**Dataset items:**
^^^^^^^^^^^^^^^^

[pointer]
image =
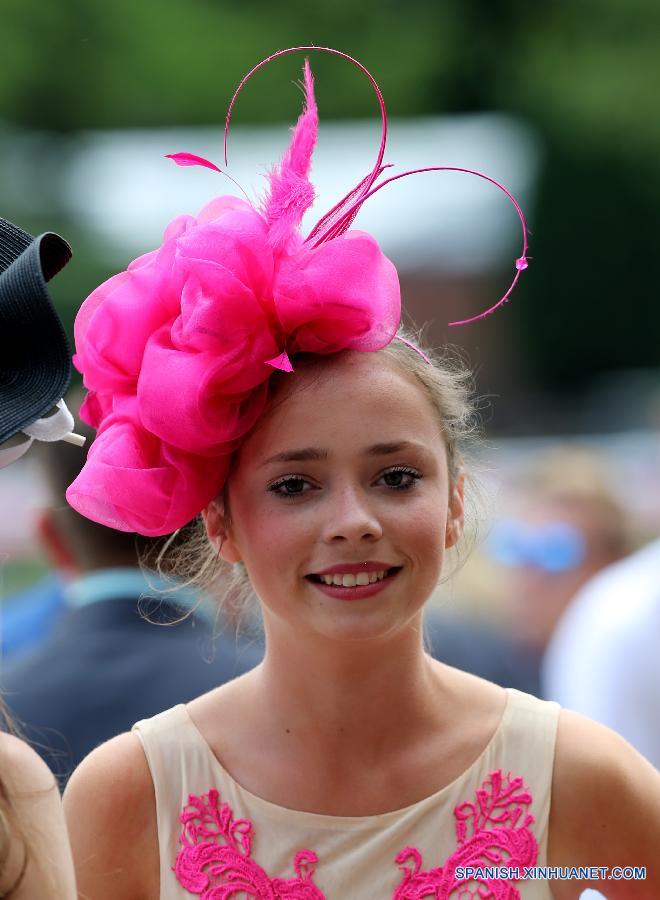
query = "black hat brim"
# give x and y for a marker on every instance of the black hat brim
(35, 360)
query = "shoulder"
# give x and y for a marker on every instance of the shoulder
(605, 803)
(110, 808)
(35, 800)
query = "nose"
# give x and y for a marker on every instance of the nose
(350, 517)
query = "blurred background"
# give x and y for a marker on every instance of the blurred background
(556, 100)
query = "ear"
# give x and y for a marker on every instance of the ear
(456, 512)
(218, 534)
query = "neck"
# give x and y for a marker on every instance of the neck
(356, 700)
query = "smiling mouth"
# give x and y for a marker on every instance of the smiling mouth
(318, 579)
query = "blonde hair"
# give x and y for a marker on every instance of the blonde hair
(188, 556)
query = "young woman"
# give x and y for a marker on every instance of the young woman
(348, 764)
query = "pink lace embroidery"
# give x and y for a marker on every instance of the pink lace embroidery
(490, 833)
(218, 871)
(215, 858)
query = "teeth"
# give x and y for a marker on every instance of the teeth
(347, 580)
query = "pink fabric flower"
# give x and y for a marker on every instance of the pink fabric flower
(177, 351)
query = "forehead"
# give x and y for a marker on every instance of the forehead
(350, 398)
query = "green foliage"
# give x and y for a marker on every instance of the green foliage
(585, 74)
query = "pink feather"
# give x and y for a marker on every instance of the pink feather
(291, 192)
(191, 159)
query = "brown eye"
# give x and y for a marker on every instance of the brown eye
(291, 486)
(401, 478)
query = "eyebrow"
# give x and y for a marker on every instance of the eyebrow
(315, 454)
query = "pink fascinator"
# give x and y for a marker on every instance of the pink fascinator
(177, 351)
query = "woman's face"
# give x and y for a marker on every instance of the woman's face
(348, 467)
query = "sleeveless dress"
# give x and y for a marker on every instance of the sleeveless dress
(220, 842)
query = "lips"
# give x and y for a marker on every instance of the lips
(389, 571)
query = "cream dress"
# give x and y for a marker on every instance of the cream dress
(220, 842)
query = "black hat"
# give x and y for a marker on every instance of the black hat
(35, 361)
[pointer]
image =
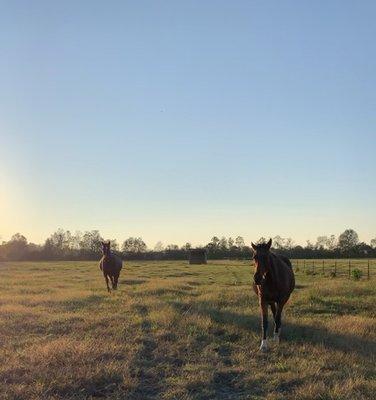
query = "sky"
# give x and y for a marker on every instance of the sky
(176, 121)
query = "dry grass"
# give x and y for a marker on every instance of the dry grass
(174, 331)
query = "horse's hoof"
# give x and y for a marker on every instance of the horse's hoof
(264, 346)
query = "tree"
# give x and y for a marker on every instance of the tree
(239, 242)
(331, 243)
(261, 240)
(186, 247)
(278, 242)
(348, 240)
(91, 242)
(223, 243)
(134, 245)
(215, 242)
(172, 247)
(321, 242)
(158, 246)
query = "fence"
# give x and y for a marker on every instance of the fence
(360, 268)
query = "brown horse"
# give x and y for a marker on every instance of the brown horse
(110, 264)
(273, 283)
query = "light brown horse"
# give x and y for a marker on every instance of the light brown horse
(111, 265)
(273, 283)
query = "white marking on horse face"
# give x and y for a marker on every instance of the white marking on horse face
(264, 345)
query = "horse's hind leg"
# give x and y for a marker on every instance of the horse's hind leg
(116, 278)
(274, 311)
(106, 279)
(112, 282)
(264, 325)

^^^^^^^^^^^^^^^^

**HOW TO COMPLETE THIS TASK:** A faithful copy of the records above is needed, with the pictures left out.

**ANSWER AREA:**
[pointer]
image =
query = "black hat brim"
# give x and y for a marker on every instance of the black hat brim
(35, 360)
query = "shoulder"
# give x and y for a marker on every instance of the shoulder
(605, 803)
(110, 808)
(35, 800)
query = "nose"
# give x and y for a marker on every instance of the nose
(350, 517)
query = "blurred background"
# give x and y for a marker on every instance of the blurred background
(556, 100)
query = "ear"
# give x and y for a marker on every instance of the ear
(456, 512)
(218, 534)
query = "neck"
# give x and y for a marker on every instance of the neck
(356, 700)
query = "smiling mouth"
# give x and y for a marker on every instance of the smiling mouth
(318, 579)
query = "blonde hair"
# give x and y for a marker on every instance of the blonde hair
(188, 556)
query = "young woman"
# give x and y for a marker on every instance of the young woman
(348, 764)
query = "pink lace embroidery"
# give x and y for a marker on every instance of the pink lace embroidery
(490, 833)
(218, 871)
(215, 858)
query = "teeth"
# give x and y for a marker on every instance of the teeth
(347, 580)
query = "pink fabric flower"
# give x and y for a marker on every instance of the pink fabric flower
(177, 351)
query = "forehead"
# give x and y for a marker on every instance of the forehead
(350, 398)
query = "green foliage"
# give x and y for a marker on every instance of the green foliage
(585, 74)
query = "pink feather"
# give x and y for a marker on every instance of the pink feather
(291, 192)
(191, 159)
query = "brown eye"
# give x and y for a marker on every instance of the brown eye
(291, 486)
(401, 478)
query = "eyebrow"
# give x and y for a marker on every instance of the eyebrow
(315, 454)
query = "pink fascinator"
# give x and y for a marker on every instance of the pink fascinator
(177, 351)
query = "woman's face"
# give x and y for a marker on every instance of the woman's face
(348, 467)
query = "sleeveless dress"
# give x and y for a marker on every instance of the sleeveless dress
(220, 842)
query = "lips"
# give x and y for a marker on every instance of the lips
(389, 571)
query = "cream dress"
# give x and y for a marker on every instance of the cream dress
(220, 842)
query = "black hat"
# give x and y for a marker on every instance of the black hat
(35, 361)
[pointer]
image =
query = "sky"
# give x and y for a marker on every instance of the sky
(176, 121)
query = "dry grass"
# give x and y for a marker on every instance of the dry grass
(174, 331)
query = "horse's hoof"
# give x and y for a marker on every instance of the horse's hoof
(264, 346)
query = "tree"
# give x and y for a marker on every instance of the tree
(239, 242)
(331, 243)
(261, 240)
(186, 247)
(278, 242)
(348, 240)
(91, 242)
(223, 243)
(134, 245)
(215, 242)
(172, 247)
(321, 242)
(158, 246)
query = "fence"
# give x and y for a marker on every instance of the fence
(360, 268)
query = "brown horse"
# give x and y for a marker on every instance of the brown horse
(110, 264)
(273, 283)
query = "light brown horse"
# give x and y for a marker on every instance of the light brown horse
(111, 265)
(273, 283)
query = "white marking on horse face"
# give x and y for a marker on every instance of the white marking on horse face
(264, 345)
query = "horse's hind leg"
# give x and y for a marker on every instance of the horse's hind leg
(116, 278)
(274, 311)
(106, 279)
(112, 282)
(264, 325)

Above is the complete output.